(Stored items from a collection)
[BEGIN]

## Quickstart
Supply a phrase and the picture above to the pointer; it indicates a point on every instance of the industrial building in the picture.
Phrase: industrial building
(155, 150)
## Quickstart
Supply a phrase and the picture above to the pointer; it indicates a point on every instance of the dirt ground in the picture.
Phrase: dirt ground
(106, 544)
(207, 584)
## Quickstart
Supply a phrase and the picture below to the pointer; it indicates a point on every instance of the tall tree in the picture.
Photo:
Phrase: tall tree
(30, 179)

[END]

| DIRECTIONS FOR THIS TASK |
Reproduce every one of the records above word for word, without changing anything.

| REPLY |
## Quickstart
Supply a phrase and the picture above to the pointer; it indicates a point on every instance of the industrial building in the picture.
Phrase: industrial building
(155, 150)
## Quickstart
Supply a phrase and the picture above to the pointer; it indicates a point on every instance of the dirt ground in the picture.
Phrase: dirt ground
(106, 544)
(207, 584)
## Quickstart
Supply a phrase and the picture below to the pointer; it indicates a point on every instance of the tall tree in the picture.
Photo:
Phrase: tall tree
(30, 179)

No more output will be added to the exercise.